Reading text -
-- begin --
Monthly Archives: November 2011

My MF Global Nightmare–Fraud, Incompetence, or Just Plain Thievery?

For several years I’ve had a commodities trading account.  I started with an account with Refco, but after bankruptcy proceedings they were sold to Mann Financial, eventually becoming MF Global.  This firm recently was headed by Jon Corzine, the  former governor of New Jersey.  I guess all of this taken together probably should have given me pause, but I was like the proverbial frog in the pot of water being slowly brought to a boil.

I might add that I don’t trade futures for a living, but it is something I have been doing for over a decade.  I have developed computer-based trend-following systems that I have had some success trading, but I certainly haven’t become wealthy using them.  It is more like a zany hobby than anything else, although I am trying to make money.  It certainly isn’t my family’s sole or primary source of income.  Fortunately.
-- end --
Given material -
-- begin --
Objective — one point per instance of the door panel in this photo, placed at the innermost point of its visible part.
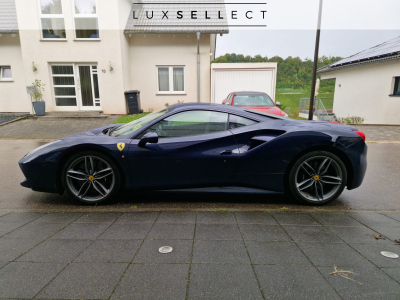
(184, 162)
-- end --
Problems and tasks -
A – In the MF Global post, with which firm did the writer first open a commodities trading account?
B – Retype the MF Global post starting at "My MF Global" and ending at "brought to a boil.".
The lines are separate material and do not belong to the MF Global post.

Outputs -
A – Refco

B –
My MF Global Nightmare–Fraud, Incompetence, or Just Plain Thievery?

For several years I’ve had a commodities trading account.  I started with an account with Refco, but after bankruptcy proceedings they were sold to Mann Financial, eventually becoming MF Global.  This firm recently was headed by Jon Corzine, the  former governor of New Jersey.  I guess all of this taken together probably should have given me pause, but I was like the proverbial frog in the pot of water being slowly brought to a boil.